*WHAT TO DO*
Please reproduce, with no changes, the lines from the very first one through the line containing "column 138, row 79", both included.

==== DATA PROVIDED ====

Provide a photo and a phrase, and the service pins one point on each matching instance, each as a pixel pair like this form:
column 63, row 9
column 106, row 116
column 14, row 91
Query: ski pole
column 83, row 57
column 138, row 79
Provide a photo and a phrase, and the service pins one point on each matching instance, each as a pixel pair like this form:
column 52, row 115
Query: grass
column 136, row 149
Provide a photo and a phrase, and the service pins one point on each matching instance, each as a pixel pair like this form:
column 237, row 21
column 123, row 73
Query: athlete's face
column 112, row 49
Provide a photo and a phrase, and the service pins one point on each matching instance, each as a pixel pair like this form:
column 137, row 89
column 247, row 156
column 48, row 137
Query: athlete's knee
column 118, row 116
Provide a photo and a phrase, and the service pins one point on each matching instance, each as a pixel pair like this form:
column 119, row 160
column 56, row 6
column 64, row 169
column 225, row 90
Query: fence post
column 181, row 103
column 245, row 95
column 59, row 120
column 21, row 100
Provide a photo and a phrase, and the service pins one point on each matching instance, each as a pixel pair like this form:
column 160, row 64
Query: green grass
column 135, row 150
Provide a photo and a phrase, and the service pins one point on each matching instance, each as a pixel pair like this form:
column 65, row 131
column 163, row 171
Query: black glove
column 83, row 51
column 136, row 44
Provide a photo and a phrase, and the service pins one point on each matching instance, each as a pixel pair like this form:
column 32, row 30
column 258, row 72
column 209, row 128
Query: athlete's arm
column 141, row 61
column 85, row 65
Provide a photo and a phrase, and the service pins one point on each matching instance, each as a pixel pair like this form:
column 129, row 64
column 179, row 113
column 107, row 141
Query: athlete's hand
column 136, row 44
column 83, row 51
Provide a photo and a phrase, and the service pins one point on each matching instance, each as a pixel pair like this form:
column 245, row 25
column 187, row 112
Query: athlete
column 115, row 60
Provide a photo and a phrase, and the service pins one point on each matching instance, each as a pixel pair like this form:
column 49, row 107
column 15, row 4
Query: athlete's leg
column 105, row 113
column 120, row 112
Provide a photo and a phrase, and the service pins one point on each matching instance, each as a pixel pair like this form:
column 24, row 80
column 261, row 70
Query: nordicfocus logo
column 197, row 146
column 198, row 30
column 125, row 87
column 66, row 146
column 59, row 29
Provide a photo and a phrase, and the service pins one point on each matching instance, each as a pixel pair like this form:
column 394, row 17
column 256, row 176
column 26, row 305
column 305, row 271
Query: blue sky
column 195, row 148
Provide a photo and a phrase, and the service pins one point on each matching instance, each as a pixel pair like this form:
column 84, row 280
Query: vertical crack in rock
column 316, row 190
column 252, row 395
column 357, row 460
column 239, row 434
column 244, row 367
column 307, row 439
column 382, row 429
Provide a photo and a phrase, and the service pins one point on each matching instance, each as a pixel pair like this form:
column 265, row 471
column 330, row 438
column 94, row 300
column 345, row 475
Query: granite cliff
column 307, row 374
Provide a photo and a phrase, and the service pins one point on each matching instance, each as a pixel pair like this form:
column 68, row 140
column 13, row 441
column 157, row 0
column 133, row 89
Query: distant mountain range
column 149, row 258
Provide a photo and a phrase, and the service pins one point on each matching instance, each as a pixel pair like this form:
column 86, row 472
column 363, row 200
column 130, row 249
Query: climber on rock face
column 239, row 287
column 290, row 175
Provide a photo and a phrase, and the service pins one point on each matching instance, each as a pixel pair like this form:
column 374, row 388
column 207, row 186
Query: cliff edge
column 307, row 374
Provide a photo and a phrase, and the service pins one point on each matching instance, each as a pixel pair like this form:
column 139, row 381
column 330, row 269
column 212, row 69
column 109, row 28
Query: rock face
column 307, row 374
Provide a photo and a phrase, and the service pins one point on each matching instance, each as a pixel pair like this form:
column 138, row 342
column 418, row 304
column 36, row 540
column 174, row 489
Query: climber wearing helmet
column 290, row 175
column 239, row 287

====

*FULL OUTPUT*
Provide a photo and a phrase, and the service pins one point on each matching instance, each as a pixel pair like this form:
column 63, row 9
column 106, row 116
column 14, row 91
Query: ski pole
column 83, row 57
column 138, row 79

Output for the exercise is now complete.